# Objective
Return every line of the items below that contains the word "seat". Case counts.

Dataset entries

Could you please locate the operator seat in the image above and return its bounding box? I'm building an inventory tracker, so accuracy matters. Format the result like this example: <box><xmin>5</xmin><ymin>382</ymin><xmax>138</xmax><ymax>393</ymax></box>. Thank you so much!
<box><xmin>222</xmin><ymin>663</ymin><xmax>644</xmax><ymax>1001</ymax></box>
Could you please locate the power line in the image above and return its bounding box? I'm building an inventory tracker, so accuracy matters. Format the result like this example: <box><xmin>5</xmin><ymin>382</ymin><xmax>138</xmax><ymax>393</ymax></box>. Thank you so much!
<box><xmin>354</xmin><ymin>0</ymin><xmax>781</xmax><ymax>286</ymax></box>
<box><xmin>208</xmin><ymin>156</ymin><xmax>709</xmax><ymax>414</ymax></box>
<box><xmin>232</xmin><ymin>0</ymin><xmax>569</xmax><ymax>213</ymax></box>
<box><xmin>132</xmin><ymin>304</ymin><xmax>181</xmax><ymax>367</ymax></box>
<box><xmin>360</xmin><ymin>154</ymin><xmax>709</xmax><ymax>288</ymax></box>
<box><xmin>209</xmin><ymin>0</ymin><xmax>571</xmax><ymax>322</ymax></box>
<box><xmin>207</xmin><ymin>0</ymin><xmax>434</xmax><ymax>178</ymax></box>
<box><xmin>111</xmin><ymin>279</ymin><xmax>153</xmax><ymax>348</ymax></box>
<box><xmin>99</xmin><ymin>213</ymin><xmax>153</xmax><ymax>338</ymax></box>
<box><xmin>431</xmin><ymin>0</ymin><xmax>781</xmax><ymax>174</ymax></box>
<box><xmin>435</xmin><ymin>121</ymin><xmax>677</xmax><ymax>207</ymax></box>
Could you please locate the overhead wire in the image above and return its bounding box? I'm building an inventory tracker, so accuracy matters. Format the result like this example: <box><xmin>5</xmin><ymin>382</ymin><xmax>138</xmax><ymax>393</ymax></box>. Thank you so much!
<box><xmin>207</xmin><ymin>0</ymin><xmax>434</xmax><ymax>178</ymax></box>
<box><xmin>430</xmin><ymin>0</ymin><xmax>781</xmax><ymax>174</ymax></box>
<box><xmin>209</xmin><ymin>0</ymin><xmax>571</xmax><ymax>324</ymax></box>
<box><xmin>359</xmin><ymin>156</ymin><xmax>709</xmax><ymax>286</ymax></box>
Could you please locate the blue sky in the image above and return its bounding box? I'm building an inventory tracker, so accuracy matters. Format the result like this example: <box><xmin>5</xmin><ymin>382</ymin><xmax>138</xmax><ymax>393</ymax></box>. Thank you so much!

# Output for this task
Could you please locate the operator seat in the image above and return its bounding box? I'm building an inventory tracker, so accuracy matters. Format the result like this example: <box><xmin>5</xmin><ymin>382</ymin><xmax>138</xmax><ymax>393</ymax></box>. Thank you so much!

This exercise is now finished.